TEXT PROVIDED:
= = = =

The Secret Geometry Behind Words – Oxford Medieval Studies

Report by Leonie Erbenich, Visiting Graduate Student in Modern Languages, on a workshop with Giles Bergel for the History of the Book students in Modern Languages 2025. Cf. the History of the Book blog on the workshops in 2024 ‘Seeing Materiality through a Computer’s Eyes‘ and 2023 ‘Digital Tools for Image Matching‘

How Archivists can benefit from Computer Vision

Dusty reading rooms are hardly the place where you’d expect to find cutting-edge technology — but AI researchers and libraries have formed an unlikely symbiosis in the field of Computer Vision, a technology that transforms images into geometrical data. You’ve probably come across this branch of AI in your daily life – e. g. when parking your car with park assist, or identifying a plant via an app, or trying to track down a pair of shoes with google lens. But Computer Vision is also a real gamechanger when it comes to unveiling the History of Books.
Humans mostly open books because they want to read the text that’s inside. The absence of this intent in the computational gaze allows for a different focus: Each page becomes first and foremost an image, a surface consisting of shapes and lines that can be measured and compared.
Even before the digital age, bibliographers were already looking for ways to see differences between seemingly identical pages: The McLeod Portable Collator for example is a wonderfully eccentric, mechanical device that overlaid two printed pages optically. (More information on library machines can be found on the Bodleian blog)

= = = =

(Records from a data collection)
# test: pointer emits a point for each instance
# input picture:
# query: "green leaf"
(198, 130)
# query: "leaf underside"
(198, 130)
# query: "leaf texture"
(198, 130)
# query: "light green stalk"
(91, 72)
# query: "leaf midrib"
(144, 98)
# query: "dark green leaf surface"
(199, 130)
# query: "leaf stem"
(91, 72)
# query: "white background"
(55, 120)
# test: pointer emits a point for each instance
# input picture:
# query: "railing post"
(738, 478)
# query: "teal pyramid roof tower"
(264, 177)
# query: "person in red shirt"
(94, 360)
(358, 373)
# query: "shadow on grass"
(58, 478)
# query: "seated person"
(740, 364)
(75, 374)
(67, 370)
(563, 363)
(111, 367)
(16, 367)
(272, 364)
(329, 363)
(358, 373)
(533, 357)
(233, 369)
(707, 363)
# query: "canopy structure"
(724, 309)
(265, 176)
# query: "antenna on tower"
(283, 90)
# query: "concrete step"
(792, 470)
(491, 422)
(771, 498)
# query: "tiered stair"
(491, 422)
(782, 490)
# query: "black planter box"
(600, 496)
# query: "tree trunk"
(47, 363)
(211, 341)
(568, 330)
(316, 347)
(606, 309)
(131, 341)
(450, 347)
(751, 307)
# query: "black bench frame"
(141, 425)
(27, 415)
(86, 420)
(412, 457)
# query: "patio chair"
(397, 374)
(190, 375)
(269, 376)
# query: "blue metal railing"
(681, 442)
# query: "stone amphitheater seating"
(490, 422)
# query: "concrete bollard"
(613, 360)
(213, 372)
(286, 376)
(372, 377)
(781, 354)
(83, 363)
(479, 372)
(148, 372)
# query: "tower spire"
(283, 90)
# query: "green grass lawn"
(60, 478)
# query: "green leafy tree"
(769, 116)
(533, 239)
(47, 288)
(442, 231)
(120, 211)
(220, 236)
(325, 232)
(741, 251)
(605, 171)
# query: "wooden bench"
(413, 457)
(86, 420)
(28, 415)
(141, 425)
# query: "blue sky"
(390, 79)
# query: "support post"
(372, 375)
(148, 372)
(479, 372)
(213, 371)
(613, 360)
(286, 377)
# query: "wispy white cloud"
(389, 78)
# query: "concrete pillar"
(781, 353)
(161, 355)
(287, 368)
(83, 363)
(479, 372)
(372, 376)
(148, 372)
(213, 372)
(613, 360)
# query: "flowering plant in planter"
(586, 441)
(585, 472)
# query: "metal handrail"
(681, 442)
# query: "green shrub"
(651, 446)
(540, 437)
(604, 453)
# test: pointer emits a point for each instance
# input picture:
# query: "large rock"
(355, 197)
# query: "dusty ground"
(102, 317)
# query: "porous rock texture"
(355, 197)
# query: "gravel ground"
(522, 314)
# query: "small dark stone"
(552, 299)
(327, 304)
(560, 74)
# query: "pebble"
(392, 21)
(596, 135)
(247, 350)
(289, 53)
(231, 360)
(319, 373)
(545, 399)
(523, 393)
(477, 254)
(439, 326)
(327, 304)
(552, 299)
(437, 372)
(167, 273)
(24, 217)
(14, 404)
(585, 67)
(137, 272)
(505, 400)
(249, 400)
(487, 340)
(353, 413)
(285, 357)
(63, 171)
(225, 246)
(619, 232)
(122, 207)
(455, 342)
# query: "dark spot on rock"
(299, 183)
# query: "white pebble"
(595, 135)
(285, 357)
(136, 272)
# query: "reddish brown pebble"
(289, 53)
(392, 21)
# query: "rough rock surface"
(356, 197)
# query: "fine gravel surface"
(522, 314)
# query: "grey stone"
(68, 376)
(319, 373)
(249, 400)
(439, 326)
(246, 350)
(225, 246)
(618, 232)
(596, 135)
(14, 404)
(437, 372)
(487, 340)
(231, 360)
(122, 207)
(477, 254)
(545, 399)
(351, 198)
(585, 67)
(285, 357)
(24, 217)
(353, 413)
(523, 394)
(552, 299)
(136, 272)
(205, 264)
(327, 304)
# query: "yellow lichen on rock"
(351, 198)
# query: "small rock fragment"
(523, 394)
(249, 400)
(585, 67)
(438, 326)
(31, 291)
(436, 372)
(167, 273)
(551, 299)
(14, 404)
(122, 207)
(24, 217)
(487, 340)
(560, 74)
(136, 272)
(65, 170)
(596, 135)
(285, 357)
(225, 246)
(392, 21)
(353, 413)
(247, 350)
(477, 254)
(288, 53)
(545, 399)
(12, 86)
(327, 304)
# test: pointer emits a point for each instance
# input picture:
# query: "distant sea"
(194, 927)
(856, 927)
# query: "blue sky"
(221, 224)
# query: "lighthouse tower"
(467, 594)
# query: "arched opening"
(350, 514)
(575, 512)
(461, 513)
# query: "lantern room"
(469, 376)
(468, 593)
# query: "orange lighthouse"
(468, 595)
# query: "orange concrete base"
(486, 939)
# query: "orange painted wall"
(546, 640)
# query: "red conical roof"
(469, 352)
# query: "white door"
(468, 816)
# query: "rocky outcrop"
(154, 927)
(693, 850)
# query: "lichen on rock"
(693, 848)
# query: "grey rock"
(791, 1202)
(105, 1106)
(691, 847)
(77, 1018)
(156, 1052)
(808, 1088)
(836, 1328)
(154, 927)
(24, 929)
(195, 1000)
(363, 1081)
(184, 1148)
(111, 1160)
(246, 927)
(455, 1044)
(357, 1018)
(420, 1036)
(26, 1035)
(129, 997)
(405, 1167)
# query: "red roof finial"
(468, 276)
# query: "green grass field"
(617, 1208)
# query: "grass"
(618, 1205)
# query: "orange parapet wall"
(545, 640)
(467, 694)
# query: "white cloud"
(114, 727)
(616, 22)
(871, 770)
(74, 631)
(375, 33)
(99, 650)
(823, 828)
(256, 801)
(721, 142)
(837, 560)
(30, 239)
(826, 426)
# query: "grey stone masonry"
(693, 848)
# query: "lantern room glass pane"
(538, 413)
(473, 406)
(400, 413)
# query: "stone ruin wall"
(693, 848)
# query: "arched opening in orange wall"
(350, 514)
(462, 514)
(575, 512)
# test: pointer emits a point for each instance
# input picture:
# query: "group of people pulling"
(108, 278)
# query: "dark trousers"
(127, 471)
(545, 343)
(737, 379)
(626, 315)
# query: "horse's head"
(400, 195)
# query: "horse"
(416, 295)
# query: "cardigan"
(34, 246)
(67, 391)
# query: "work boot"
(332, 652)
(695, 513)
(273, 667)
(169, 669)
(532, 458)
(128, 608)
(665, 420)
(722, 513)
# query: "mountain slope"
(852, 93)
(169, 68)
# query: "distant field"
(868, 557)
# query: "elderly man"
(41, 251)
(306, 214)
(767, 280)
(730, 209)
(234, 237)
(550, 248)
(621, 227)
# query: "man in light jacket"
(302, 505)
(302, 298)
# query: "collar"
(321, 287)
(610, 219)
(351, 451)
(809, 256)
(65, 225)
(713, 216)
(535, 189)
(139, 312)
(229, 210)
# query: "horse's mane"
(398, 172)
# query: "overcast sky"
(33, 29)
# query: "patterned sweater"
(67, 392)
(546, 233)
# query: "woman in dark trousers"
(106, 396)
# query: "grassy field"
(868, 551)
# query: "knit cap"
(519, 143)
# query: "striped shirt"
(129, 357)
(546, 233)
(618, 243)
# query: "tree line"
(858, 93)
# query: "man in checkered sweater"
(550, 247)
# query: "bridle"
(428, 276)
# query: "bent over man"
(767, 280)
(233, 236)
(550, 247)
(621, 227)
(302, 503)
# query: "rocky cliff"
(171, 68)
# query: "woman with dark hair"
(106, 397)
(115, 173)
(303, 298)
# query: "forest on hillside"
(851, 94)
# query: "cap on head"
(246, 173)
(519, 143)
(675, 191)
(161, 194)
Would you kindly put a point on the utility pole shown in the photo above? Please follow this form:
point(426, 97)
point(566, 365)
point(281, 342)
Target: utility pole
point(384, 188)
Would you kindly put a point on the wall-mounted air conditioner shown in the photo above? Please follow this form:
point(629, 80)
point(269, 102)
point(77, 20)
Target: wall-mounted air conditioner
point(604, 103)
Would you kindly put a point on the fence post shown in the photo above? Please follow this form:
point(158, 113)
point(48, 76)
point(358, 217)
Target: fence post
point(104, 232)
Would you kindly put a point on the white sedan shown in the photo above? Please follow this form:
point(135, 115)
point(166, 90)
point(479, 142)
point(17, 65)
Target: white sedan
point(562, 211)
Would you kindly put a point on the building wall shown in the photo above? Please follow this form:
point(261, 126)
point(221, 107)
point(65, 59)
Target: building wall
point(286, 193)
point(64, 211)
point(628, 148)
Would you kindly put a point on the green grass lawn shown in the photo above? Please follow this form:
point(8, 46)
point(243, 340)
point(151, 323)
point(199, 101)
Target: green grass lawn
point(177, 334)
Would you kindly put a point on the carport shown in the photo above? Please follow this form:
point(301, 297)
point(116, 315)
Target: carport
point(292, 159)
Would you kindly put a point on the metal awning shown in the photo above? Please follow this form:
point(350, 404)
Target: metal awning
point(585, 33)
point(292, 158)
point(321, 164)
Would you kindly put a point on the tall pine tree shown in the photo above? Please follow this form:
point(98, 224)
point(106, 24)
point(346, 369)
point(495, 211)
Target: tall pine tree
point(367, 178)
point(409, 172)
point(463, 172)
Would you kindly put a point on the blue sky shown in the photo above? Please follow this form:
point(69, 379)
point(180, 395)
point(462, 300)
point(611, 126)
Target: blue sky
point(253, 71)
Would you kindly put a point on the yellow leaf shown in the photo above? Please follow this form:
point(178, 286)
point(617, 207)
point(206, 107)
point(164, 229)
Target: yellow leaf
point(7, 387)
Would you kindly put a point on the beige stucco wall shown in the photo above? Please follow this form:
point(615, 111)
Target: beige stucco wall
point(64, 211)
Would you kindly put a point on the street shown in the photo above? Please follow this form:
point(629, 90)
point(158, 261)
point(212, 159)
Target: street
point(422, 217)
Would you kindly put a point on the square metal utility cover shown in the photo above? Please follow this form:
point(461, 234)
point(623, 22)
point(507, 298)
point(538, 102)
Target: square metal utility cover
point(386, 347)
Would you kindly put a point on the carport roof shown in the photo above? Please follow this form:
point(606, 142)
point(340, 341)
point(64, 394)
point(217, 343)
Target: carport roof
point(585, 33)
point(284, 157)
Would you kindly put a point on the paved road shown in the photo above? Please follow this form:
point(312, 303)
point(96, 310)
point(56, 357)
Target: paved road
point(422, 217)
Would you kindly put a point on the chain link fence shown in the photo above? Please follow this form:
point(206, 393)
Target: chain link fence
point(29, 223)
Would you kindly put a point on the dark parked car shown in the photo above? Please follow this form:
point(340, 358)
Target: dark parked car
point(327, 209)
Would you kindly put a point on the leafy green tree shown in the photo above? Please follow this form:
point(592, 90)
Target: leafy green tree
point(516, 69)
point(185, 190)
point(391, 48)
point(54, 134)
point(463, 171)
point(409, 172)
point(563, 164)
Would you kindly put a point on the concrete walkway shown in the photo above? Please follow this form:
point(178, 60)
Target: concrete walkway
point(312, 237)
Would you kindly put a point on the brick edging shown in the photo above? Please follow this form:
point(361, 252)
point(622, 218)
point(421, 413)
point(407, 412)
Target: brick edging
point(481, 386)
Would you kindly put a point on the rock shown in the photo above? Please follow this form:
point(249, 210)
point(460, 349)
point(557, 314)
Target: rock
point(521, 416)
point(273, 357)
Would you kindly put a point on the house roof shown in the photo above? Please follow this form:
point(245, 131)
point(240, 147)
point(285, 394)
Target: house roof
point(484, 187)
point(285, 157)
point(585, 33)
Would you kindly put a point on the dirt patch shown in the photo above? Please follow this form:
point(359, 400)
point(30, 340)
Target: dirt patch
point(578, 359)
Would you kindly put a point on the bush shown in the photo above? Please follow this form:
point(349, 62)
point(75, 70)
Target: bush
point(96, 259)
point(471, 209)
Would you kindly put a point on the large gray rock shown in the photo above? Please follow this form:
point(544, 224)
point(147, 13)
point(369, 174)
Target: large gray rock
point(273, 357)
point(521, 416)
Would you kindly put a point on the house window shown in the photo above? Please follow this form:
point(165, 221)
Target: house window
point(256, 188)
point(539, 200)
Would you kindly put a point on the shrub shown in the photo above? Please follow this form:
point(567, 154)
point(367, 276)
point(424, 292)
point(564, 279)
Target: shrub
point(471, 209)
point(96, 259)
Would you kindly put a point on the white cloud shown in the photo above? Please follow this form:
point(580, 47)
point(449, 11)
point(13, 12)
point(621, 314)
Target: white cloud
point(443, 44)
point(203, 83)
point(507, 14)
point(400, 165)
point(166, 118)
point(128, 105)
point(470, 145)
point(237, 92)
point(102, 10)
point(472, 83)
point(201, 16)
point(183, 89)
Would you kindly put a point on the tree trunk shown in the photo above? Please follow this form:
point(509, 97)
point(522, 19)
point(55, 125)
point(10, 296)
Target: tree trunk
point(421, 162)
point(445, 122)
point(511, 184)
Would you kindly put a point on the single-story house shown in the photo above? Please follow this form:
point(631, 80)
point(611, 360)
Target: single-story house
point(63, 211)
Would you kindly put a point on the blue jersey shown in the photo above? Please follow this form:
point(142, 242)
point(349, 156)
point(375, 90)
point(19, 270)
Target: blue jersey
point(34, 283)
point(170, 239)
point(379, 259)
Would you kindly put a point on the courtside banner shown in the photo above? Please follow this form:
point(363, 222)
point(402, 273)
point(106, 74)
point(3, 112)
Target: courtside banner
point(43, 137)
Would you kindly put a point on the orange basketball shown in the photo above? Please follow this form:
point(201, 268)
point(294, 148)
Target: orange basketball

= = = =

EXERCISE GOAL: Reproduce word for word the part of the text on computer vision and book history starting at "Humans mostly open" and ending at "measured and compared.".

SOLUTION BELOW:
Humans mostly open books because they want to read the text that’s inside. The absence of this intent in the computational gaze allows for a different focus: Each page becomes first and foremost an image, a surface consisting of shapes and lines that can be measured and compared.